Selected extract
+-------+

# Who wants some free cigars?!



## levell3 (Dec 31, 1999)

OK, doing the annual spring cleaning of the humidors and need to get rid of some of the aged and old to make room for the fresh and new. 

Some of these are lawn smokes, some are primos, anyhew love to part with some of these and make a sampler for a newbie. 

So going to do a quick and easy contest:

First newbie (join date less than 1 year) lowland gorilla that can guess the color of my first car will win this random selection of stogies shipped to them at no cost  And here's a hint, avoid the basic colors like red, black, white, etc.

Good luck everyone and I'll check in periodically. Oh and limit 1 guess per person unless no one guesses it today.


----------



## croatan (Mar 23, 2005)

Less than a year, cool. How about: Orange


----------



## Don Fernando (Jan 1, 2000)

levell3 said:


> OK, doing the annual spring cleaning of the humidors and need to get rid of some of the aged and old to make room for the fresh and new.
> 
> Some of these are lawn smokes, some are primos, anyhew love to part with some of these and make a sampler for a newbie.
> 
> ...


seafoam green


----------



## azherfer (Feb 13, 2006)

ummm....yellow?


----------



## NCatron (Sep 7, 2005)

Primer! (Is that a valid color?)


----------



## Puffy69 (Sep 8, 2005)

pink


----------



## RenoB (Oct 12, 2005)

maroon


----------



## Kayak_Rat (Nov 28, 2005)

robins egg blue


----------



## Smell the Colors (Feb 15, 2006)

purple


----------



## rumballs (Mar 15, 2005)

well, I turned 1 today, so good luck everyone else!


----------



## croatan (Mar 23, 2005)

mmblz said:


> well, I turned 1 today, so good luck everyone else!


Congrats, Julian.


----------



## croatanita (Sep 8, 2005)

Turquoise!


----------



## vtdragon (Nov 23, 2005)

How about stainless steel? (hey it *could* have been a DeLorean)


----------



## stogie_kanobie_one (Feb 9, 2006)

I'm going with Purple....... It could happen.:r


----------



## dayplanner (Dec 11, 1997)

Metallic mint green ( just watched my cousin vinny again ).


----------



## joecrouton (Dec 11, 2005)

I'll have to go with Rust brown


----------



## Ron1YY (Mar 3, 2005)

I'm out, but good luck to all. I've gotten some great smokes from Noel in the past. 

Ron


----------



## mike32312 (Jan 26, 2006)

gold


----------



## Smell the Colors (Feb 15, 2006)

stogie_kanobie_one said:


> I'm going with Purple....... It could happen.:r


You must have missed my post. I don't know if he'll let you post a different color since you repeated one.

+-------+

Data lines

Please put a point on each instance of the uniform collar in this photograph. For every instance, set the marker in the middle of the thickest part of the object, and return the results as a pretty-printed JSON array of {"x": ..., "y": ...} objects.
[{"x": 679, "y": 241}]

+-------+

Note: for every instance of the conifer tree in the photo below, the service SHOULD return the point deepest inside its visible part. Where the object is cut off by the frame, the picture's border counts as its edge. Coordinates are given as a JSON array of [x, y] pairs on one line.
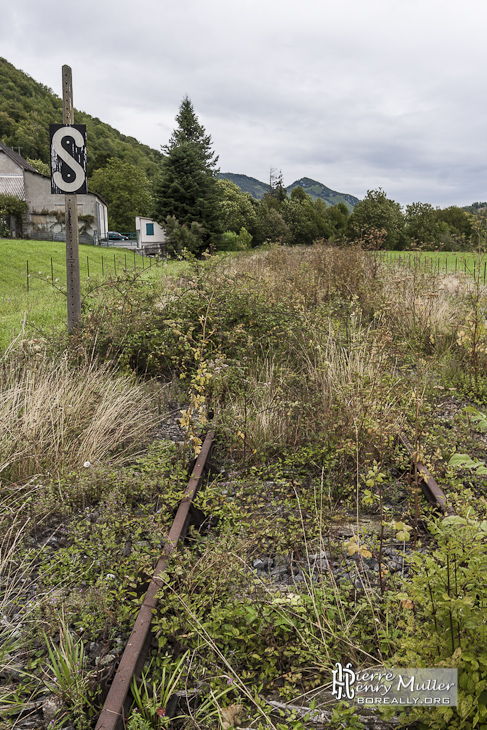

+-------+

Exercise description
Copy the cigar giveaway thread starting at "First newbie (join" and ending at "guesses it today.", replacing "newbie" with "beginner". The data stands apart from the cigar giveaway thread.

Task solution
First beginner (join date less than 1 year) lowland gorilla that can guess the color of my first car will win this random selection of stogies shipped to them at no cost  And here's a hint, avoid the basic colors like red, black, white, etc.

Good luck everyone and I'll check in periodically. Oh and limit 1 guess per person unless no one guesses it today.